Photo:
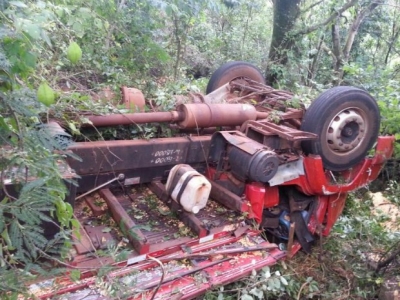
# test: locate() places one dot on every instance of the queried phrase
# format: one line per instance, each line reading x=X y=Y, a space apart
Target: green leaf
x=75 y=275
x=18 y=4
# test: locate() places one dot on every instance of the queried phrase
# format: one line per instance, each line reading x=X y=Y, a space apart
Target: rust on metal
x=139 y=156
x=227 y=198
x=211 y=115
x=284 y=132
x=128 y=227
x=187 y=218
x=134 y=118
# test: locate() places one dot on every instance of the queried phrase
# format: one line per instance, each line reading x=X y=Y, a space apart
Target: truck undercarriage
x=278 y=180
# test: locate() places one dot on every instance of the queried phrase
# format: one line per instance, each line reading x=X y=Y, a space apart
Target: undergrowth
x=341 y=266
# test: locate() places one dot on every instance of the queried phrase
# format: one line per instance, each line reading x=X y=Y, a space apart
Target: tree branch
x=356 y=24
x=328 y=20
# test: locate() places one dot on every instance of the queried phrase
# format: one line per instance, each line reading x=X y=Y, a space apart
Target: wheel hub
x=346 y=130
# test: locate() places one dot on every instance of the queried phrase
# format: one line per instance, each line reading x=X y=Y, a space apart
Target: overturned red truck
x=254 y=178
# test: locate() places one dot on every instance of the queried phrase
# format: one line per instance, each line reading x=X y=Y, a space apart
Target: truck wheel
x=347 y=121
x=232 y=70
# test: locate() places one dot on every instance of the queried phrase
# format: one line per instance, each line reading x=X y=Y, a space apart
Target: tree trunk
x=285 y=16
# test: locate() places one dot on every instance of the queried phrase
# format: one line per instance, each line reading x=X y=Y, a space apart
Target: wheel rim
x=346 y=131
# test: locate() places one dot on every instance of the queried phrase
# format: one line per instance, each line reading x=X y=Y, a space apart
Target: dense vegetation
x=167 y=47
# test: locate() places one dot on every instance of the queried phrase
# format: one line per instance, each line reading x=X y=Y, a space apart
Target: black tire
x=232 y=70
x=346 y=120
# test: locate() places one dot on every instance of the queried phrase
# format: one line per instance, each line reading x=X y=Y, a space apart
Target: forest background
x=168 y=48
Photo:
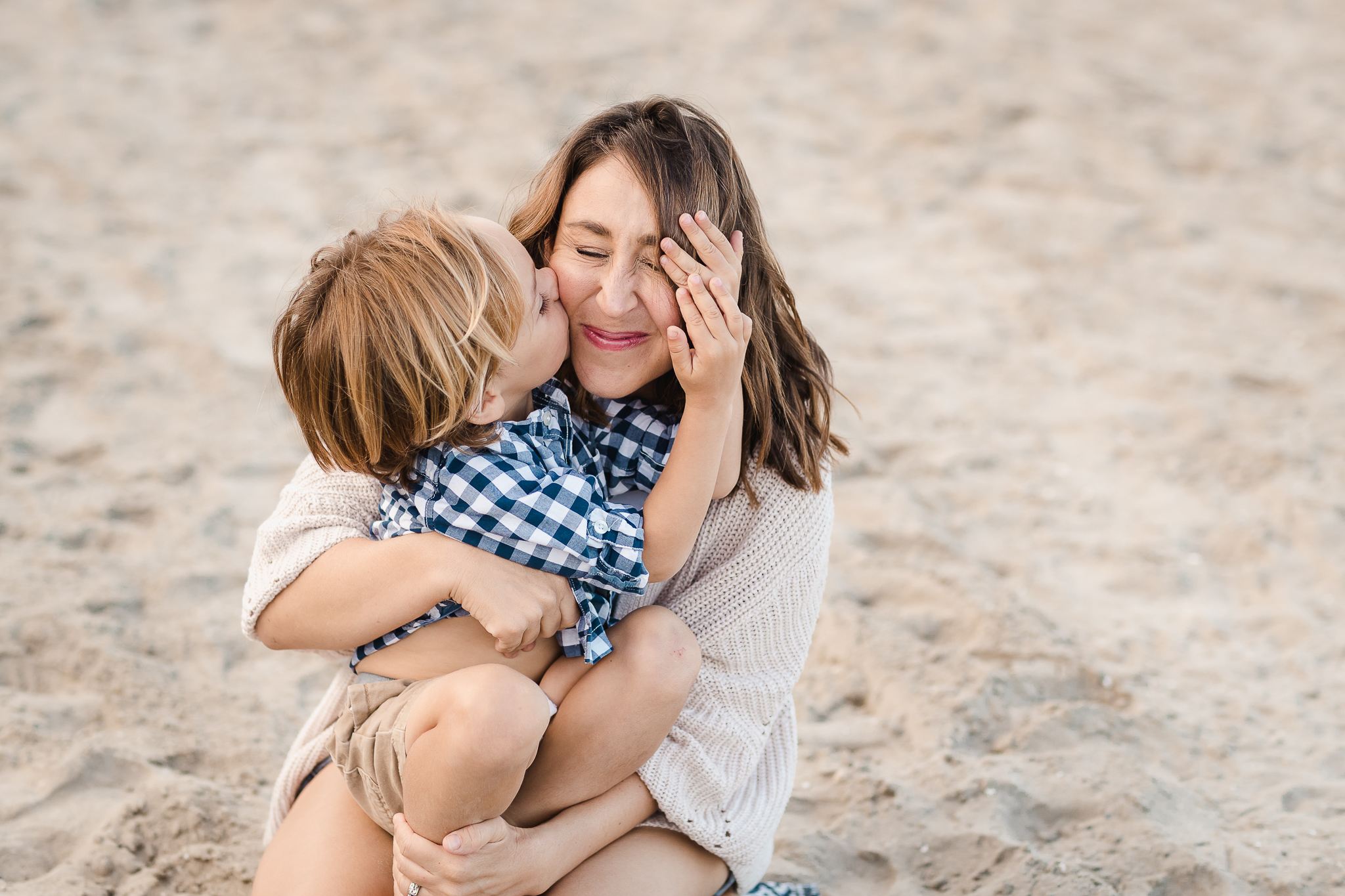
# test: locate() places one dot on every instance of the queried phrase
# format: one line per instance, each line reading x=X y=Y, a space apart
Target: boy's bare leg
x=326 y=845
x=470 y=738
x=636 y=691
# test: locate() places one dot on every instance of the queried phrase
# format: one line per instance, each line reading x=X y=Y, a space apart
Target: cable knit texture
x=749 y=591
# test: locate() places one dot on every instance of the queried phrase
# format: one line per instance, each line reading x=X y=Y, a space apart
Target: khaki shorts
x=369 y=744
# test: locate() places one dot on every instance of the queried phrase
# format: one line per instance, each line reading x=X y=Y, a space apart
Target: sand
x=1079 y=267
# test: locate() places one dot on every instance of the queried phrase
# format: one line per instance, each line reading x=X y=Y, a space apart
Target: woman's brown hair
x=686 y=163
x=389 y=340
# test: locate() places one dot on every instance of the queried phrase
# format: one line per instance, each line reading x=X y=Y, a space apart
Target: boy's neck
x=519 y=409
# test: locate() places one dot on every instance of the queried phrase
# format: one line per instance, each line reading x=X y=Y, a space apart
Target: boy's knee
x=661 y=651
x=498 y=712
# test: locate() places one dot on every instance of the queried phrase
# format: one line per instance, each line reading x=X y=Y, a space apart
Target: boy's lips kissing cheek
x=613 y=340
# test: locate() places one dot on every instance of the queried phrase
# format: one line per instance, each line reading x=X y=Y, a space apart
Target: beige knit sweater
x=749 y=591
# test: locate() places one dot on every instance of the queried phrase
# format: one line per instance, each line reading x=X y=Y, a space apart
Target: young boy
x=423 y=354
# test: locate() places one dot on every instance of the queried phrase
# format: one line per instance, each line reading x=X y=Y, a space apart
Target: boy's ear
x=491 y=408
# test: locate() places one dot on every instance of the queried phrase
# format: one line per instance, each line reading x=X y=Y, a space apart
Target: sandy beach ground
x=1080 y=268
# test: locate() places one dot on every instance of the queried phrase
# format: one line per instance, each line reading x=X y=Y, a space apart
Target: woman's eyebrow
x=600 y=230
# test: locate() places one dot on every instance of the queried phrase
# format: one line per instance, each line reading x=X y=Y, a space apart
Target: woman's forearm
x=358 y=590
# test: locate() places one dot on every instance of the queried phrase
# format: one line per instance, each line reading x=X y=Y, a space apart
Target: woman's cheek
x=662 y=308
x=575 y=286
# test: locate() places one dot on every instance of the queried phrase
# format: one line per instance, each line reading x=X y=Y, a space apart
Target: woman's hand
x=491 y=857
x=720 y=257
x=709 y=364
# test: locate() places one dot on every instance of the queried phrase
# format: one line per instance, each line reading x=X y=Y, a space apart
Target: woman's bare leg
x=648 y=860
x=326 y=845
x=613 y=719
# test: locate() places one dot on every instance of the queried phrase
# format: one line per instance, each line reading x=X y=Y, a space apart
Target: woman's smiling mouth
x=611 y=341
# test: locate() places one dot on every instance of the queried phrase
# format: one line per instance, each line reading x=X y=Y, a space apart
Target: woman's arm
x=495 y=857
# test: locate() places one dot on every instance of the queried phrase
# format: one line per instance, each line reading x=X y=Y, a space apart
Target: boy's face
x=544 y=337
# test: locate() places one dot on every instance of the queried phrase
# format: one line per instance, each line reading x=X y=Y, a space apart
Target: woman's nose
x=618 y=293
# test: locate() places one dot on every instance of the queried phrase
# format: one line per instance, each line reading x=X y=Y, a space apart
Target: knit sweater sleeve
x=317 y=511
x=752 y=599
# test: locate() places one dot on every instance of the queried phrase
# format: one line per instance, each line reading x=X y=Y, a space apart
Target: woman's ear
x=490 y=409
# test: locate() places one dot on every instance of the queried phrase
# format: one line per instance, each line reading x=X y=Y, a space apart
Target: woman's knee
x=659 y=649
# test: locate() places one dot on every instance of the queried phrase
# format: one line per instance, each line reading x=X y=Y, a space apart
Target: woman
x=735 y=621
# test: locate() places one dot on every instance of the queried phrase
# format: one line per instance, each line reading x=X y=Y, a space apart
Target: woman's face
x=621 y=304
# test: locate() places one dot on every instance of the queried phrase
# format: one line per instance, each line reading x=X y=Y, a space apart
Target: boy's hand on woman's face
x=516 y=603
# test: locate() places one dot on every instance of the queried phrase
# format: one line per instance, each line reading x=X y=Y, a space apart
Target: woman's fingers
x=677 y=261
x=734 y=316
x=692 y=317
x=716 y=237
x=407 y=871
x=472 y=839
x=709 y=308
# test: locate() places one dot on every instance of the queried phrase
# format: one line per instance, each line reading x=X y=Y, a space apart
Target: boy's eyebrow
x=600 y=230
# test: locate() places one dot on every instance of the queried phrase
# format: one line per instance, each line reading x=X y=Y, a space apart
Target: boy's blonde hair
x=390 y=339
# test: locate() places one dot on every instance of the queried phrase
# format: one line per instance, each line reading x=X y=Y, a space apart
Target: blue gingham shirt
x=542 y=496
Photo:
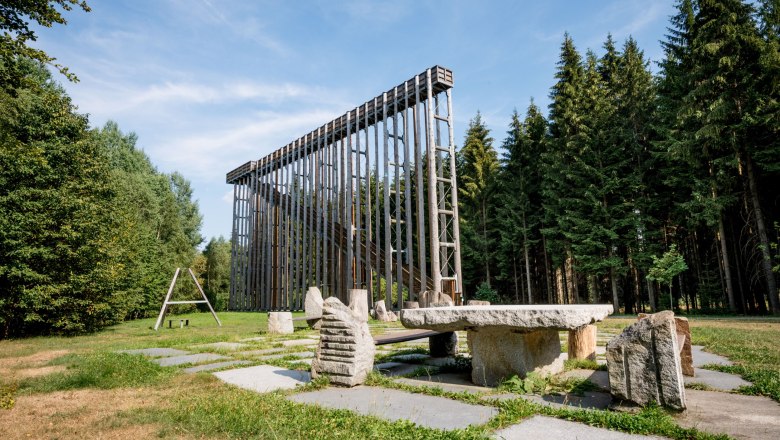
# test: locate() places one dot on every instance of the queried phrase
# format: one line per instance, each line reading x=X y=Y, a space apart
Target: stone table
x=508 y=340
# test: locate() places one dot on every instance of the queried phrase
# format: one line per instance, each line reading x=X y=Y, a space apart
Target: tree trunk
x=724 y=251
x=766 y=260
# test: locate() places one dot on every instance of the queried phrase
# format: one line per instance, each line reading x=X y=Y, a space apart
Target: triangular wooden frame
x=168 y=301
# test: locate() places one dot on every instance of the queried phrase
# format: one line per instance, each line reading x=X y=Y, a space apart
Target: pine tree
x=477 y=172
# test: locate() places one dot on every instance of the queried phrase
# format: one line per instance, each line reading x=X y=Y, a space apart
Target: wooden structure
════════════════
**YOUR OBJECTIVE:** Rewrite all the rows above with every "Target" replaced by "Query" and everything else unchanged. Leave the pictures out.

**WRITTEN ANSWER:**
Photo:
# test: locate() places one dot on every instance of the queried phrase
# format: one line per instance, each line reading x=X y=Y, a space apart
Query: green leaf
x=75 y=275
x=18 y=4
# test: locate() places one dot on every instance of the queried phrase
# format: one line per instance, each line reading x=X y=Y, a space apart
Query: rust on metal
x=139 y=156
x=227 y=198
x=211 y=115
x=284 y=132
x=128 y=227
x=187 y=218
x=134 y=118
# test: locate() places one dot on every instance of the queried phrase
# format: one line per instance, each line reading x=X y=Y, a space apart
Query: truck undercarriage
x=278 y=180
# test: locate() places one dot on every instance of the queried phrase
# format: one line per instance, each line reading x=X y=Y, a space apart
Query: undergrowth
x=341 y=266
# test: locate() places one dot on every instance of the queried phrase
# format: one line per instance, each line reading x=X y=Y, a space apart
Query: tree branch
x=356 y=24
x=328 y=20
# test: locate() places one dot on every instance of the queried phrase
# format: one line per instance, each line reading x=X y=Y, a space apart
Query: wheel hub
x=346 y=130
# test: locate() places one dot on every instance of the queried phrase
# format: one line per instance, each line reading x=X y=Y, a space apart
Query: overturned red truck
x=254 y=178
# test: locate() places one dot on every instance of the queried phrase
# format: one line per instance, each line reading x=X y=Y, a space apart
Query: truck wheel
x=347 y=121
x=232 y=70
# test: locate() places one dot on every instance of the queried phrase
# format: one line per instance, each line reading x=X y=Y, a space apart
Query: tree trunk
x=285 y=16
# test: locate() places one dot on every instance of the queried phrase
# format: one line per instance, each line reading x=X y=Y, a space apart
Query: wheel rim
x=346 y=131
# test: locate() places one dot on every instance of the queried phrase
# format: one line per instance, each line reading x=X y=Y, a space apart
Query: dense vegetation
x=167 y=47
# test: locate() places one dot on every instance of the queried phrase
# format: one line per instance, each line reading x=X y=Y, a space apart
Query: black tire
x=232 y=70
x=346 y=120
# test: locate() places one dot on every instance of the queried phrase
# format: one line per instance, each line reading x=X y=Y, a space apart
Query: forest background
x=168 y=48
Photo:
# test: locate() places one dot on every instance of the queried phrase
# format: one line per instance, each line reading x=X y=Y, a space apart
Query: boy's bare leg
x=326 y=845
x=470 y=738
x=636 y=691
# test: locate() places one dot on every instance of the queried phrase
# format: one line per instance, each line reading x=X y=Y, a space apart
Query: cable knit texture
x=749 y=591
# test: locate() places one dot on every instance of the queried phrase
# format: one line per instance, each line reading x=X y=Y, a space apart
Query: khaki shorts
x=369 y=744
# test: locate() places one dot on every instance of the queried phrase
# format: one line per instance, each line reading x=X y=Y, a space apart
Query: sand
x=1079 y=267
# test: locate() places one dot on every instance of the queried phrase
# format: one line per instance, each line reading x=X y=Y, a space apart
Query: woman's brown hair
x=686 y=163
x=389 y=340
# test: locate() places one dot on every instance of the queried phrase
# format: one line per instance, each line reading x=X y=Y, a space apart
Query: boy's neck
x=519 y=409
# test: locate() places one dot on every instance of the queried phrase
# format: one line per instance, each line reading x=X y=Y, a space apart
Query: boy's knee
x=661 y=651
x=498 y=712
# test: locate() places one dot on every instance of the queried phrase
# format: one line per instance, each line reading x=X y=Y, a space apart
Query: boy's lips kissing cheek
x=613 y=340
# test: locate() places one dot on every instance of the queried phrase
# format: one line per instance, each line reading x=X y=Y, a space apart
Query: beige knit sweater
x=749 y=591
# test: locate() places one dot on every instance of the queried phrase
# format: one line per instance, each line reading x=X y=Y, a space apart
Query: young boy
x=423 y=354
# test: locate() places one dot on every instance of the queried phrase
# format: one line per instance, each line reading x=X y=Y, a space apart
Query: boy's ear
x=491 y=408
# test: locate() places one dot on every instance of the queried phrase
# format: one line per instance, each line reading x=X y=Y, a space apart
Query: sandy beach ground
x=1080 y=268
# test: locate() places one dot on every instance of the queried phrase
# format: one line per instance, each line reading x=X y=Y, a space apart
Query: woman's eyebrow
x=600 y=230
# test: locate() places one dot on every instance of the queried phrase
# format: one line per instance, each line reading x=X y=Y, a space apart
Query: woman's forearm
x=358 y=590
# test: locate() places one dot on every instance of the queried phrase
# format: one line per instance, each line reading x=X y=Y, a space apart
Query: woman's cheek
x=662 y=308
x=575 y=286
# test: locate() places one dot on every instance of the queried phrase
# format: one line per instance, each line reading x=X y=Y, a space apart
Query: woman's hand
x=491 y=857
x=720 y=257
x=709 y=364
# test: locate() places one dot on every instance of the queried phrase
# format: one line per instance, each line reading x=X y=Y, a space apart
Query: woman's bare leg
x=648 y=860
x=326 y=845
x=613 y=719
# test: locate() places one dot on every instance of the queried phrase
# format: one line per instance, each line reading x=X y=Y, a space apart
Query: woman's smiling mouth
x=611 y=341
# test: locate() places one dot on every instance of the queried phrase
# format: one line per instance, each line reading x=X y=Y, a space apart
Query: woman's arm
x=495 y=857
# test: locate() places one dot on every instance of the queried phrase
# format: one line per instance, each line reading x=X y=Y, a space apart
Query: boy's face
x=544 y=337
# test: locate() places one dot on every instance of the queried phrase
# format: one line per instance, each line reading x=X y=Y, a space apart
Query: woman's nose
x=618 y=293
# test: locate() places one dot on every instance of the queried phrase
# format: one line per instance, each line reading x=X y=Y, a space apart
Query: knit sweater sleeve
x=317 y=511
x=752 y=599
# test: locate() places one dot on every instance of the queried phrase
# format: one line per instance, each line reading x=X y=Y, a space apart
Query: woman's ear
x=490 y=409
# test: locate() places one dot on every instance of the queried phrase
# format: one line per instance, each line reading x=X y=Y, a space apart
Query: woman's knee
x=659 y=649
# test: locate() places one dot on every instance of the queried phrase
# format: one line per instance, each line reading x=X y=Y, a space apart
Query: woman
x=735 y=621
# test: locate() places one dot on every instance of the queried phrase
# format: one line per instance, each line reading x=X y=Y, a space apart
Query: woman's face
x=621 y=304
# test: locate() places one dot on every instance of the queried phrase
# format: one line per instance, each line reading x=X y=Y, a space apart
Query: boy's hand on woman's face
x=516 y=603
# test: locate() places one dot on every instance of the queried phrase
# format: one line per instance, each line reading x=X y=Y, a space apart
Query: woman's fingers
x=677 y=261
x=734 y=316
x=692 y=317
x=716 y=237
x=407 y=871
x=472 y=839
x=709 y=308
# test: locate() places one dot on every instance of the queried phrase
# format: one line per instance, each line reading x=X y=Y, a space apart
Query: boy's eyebrow
x=600 y=230
# test: locate() places one dot on every instance of the queried phrase
# format: one line per instance, each line reading x=X y=Y, a space apart
Query: boy's blonde hair
x=390 y=339
# test: locate() places one dot on every instance of the queried phrase
# format: one line per instance, each line reading x=X y=Y, a space apart
Query: blue gingham shirt
x=542 y=496
Photo:
# test: locate() places one dot on every instance of the queried phrase
# format: one line per instance, each line reading x=X y=Y, a space apart
Query: stone table
x=508 y=340
# test: locate() places one dot on every instance of the queried phrase
# format: one line per instance, each line reading x=X y=Y, a space apart
Query: tree trunk
x=724 y=251
x=766 y=260
# test: locate() places one dot on every instance of the queried phrase
# format: one line per instance, each line reading x=X y=Y, a space apart
Query: triangular wooden frame
x=168 y=301
# test: locate() places one dot on every instance of the queried phrase
# format: one line per instance, each line reading x=X y=Y, a space apart
Query: pine tree
x=477 y=172
# test: locate() places one dot on every instance of the queried phrase
# format: one line per instance, each line reading x=X y=Y, a space apart
Query: wooden structure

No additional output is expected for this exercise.